[Outline items for labeled areas]
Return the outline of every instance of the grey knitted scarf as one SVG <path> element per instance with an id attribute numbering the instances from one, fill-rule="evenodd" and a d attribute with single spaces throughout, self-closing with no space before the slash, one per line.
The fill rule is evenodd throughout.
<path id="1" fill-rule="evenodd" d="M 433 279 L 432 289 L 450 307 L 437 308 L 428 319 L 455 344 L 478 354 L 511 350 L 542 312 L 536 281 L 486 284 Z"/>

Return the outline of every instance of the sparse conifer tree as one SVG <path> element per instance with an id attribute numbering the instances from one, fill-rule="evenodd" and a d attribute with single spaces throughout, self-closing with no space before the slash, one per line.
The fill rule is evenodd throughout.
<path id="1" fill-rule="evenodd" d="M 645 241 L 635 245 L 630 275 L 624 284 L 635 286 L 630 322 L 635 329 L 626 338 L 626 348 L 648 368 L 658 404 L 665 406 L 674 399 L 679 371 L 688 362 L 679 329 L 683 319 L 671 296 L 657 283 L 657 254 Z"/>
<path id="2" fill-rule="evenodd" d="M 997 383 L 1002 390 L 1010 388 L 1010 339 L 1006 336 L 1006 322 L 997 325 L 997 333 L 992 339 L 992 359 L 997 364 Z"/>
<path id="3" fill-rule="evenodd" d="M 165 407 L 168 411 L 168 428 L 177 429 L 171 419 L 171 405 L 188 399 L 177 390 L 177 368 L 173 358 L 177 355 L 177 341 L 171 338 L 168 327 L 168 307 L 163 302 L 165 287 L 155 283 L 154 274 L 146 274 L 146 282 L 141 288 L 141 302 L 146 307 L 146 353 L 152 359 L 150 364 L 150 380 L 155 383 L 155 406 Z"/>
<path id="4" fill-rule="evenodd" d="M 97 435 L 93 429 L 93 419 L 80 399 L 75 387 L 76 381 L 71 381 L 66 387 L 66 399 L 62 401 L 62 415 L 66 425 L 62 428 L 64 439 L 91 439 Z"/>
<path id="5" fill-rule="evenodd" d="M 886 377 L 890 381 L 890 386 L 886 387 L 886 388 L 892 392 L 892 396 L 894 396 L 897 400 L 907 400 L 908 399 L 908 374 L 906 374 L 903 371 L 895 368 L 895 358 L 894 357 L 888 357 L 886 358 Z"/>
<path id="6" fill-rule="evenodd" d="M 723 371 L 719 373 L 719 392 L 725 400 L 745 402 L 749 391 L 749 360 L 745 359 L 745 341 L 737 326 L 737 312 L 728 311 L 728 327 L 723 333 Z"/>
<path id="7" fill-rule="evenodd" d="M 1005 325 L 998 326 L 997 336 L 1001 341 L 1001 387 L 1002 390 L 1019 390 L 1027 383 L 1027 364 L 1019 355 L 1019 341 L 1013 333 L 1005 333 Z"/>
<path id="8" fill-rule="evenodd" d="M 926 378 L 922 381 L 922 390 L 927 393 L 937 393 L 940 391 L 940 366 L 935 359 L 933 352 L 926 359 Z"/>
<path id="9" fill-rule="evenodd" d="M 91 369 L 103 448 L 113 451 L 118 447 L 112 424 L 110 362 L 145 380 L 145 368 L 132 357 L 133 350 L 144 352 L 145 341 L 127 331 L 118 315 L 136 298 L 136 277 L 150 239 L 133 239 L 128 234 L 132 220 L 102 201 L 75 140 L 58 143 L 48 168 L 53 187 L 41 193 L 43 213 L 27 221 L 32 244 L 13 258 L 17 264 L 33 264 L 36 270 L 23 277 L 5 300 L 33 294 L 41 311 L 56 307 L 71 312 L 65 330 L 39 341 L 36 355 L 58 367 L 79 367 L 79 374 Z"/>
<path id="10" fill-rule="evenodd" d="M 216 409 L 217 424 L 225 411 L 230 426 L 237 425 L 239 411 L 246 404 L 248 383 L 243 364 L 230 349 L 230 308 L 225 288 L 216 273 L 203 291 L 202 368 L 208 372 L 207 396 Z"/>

## What needs to be done
Please arrange the records above as a two-column CSV with the header input,output, one row per record. Put each record's text under input and its answer under output, each in a single quoted field, with line breaks replaced by spaces.

## Output below
input,output
"Return the outline of every instance of the grey knitted scarf as one SVG <path> element per instance with an id attribute numbering the instances from one, fill-rule=""evenodd"" and a d attribute with single spaces throughout, self-closing with no space before the slash, one per line. The fill rule is evenodd throughout.","<path id=""1"" fill-rule=""evenodd"" d=""M 433 279 L 432 289 L 450 307 L 437 308 L 428 319 L 455 344 L 478 354 L 511 350 L 542 312 L 536 281 L 486 284 Z""/>"
"Return the outline of every instance of the sparse conifer tree as one SVG <path> element per instance with an id attribute numbering the instances from one, fill-rule=""evenodd"" and a d attribute with single spaces throughout, self-closing with no space before the slash, one per line. The fill rule is evenodd throughout.","<path id=""1"" fill-rule=""evenodd"" d=""M 645 241 L 635 245 L 630 275 L 624 284 L 635 286 L 630 322 L 635 329 L 626 338 L 626 348 L 648 368 L 658 404 L 665 406 L 674 399 L 679 371 L 688 362 L 679 329 L 683 319 L 671 296 L 657 283 L 657 254 Z""/> <path id=""2"" fill-rule=""evenodd"" d=""M 997 383 L 1002 390 L 1010 388 L 1010 339 L 1006 336 L 1006 322 L 997 325 L 997 333 L 992 339 L 992 359 L 997 364 Z""/> <path id=""3"" fill-rule=""evenodd"" d=""M 165 407 L 168 411 L 168 428 L 177 429 L 171 419 L 171 405 L 188 399 L 177 390 L 177 368 L 173 358 L 177 355 L 177 341 L 171 338 L 168 327 L 168 307 L 163 302 L 165 287 L 155 283 L 154 274 L 146 274 L 146 282 L 141 288 L 141 302 L 146 307 L 146 353 L 152 359 L 150 364 L 150 380 L 155 383 L 155 406 Z""/> <path id=""4"" fill-rule=""evenodd"" d=""M 97 435 L 93 429 L 93 419 L 80 399 L 75 387 L 76 381 L 71 381 L 66 387 L 66 399 L 62 401 L 62 415 L 66 425 L 62 428 L 64 439 L 91 439 Z""/> <path id=""5"" fill-rule=""evenodd"" d=""M 886 377 L 890 381 L 890 386 L 886 387 L 886 388 L 892 392 L 892 396 L 894 396 L 897 400 L 907 400 L 908 399 L 908 374 L 906 374 L 903 371 L 895 368 L 895 358 L 894 357 L 888 357 L 886 358 Z""/> <path id=""6"" fill-rule=""evenodd"" d=""M 723 371 L 719 373 L 719 392 L 725 400 L 745 402 L 749 391 L 749 360 L 745 359 L 745 341 L 737 326 L 737 312 L 728 311 L 728 327 L 723 333 Z""/> <path id=""7"" fill-rule=""evenodd"" d=""M 1005 325 L 998 326 L 997 336 L 1001 341 L 1001 387 L 1002 390 L 1019 390 L 1027 383 L 1027 364 L 1019 355 L 1019 341 L 1013 333 L 1005 333 Z""/> <path id=""8"" fill-rule=""evenodd"" d=""M 926 378 L 922 381 L 922 390 L 927 393 L 937 393 L 940 391 L 940 366 L 935 359 L 933 352 L 926 359 Z""/> <path id=""9"" fill-rule=""evenodd"" d=""M 91 369 L 103 448 L 113 451 L 118 447 L 112 424 L 110 362 L 145 380 L 145 368 L 132 357 L 133 350 L 144 352 L 145 341 L 127 331 L 118 315 L 136 298 L 136 277 L 150 239 L 133 239 L 128 234 L 132 220 L 102 201 L 75 140 L 58 143 L 48 168 L 53 187 L 41 193 L 43 213 L 27 221 L 32 244 L 13 258 L 17 264 L 33 264 L 36 270 L 23 277 L 5 300 L 33 294 L 41 311 L 56 307 L 71 312 L 65 330 L 39 341 L 36 355 L 58 367 L 79 367 L 79 374 Z""/> <path id=""10"" fill-rule=""evenodd"" d=""M 216 409 L 217 424 L 225 411 L 230 426 L 237 425 L 239 411 L 246 404 L 248 383 L 243 364 L 230 349 L 230 308 L 225 288 L 216 273 L 203 291 L 202 368 L 208 372 L 207 396 Z""/>"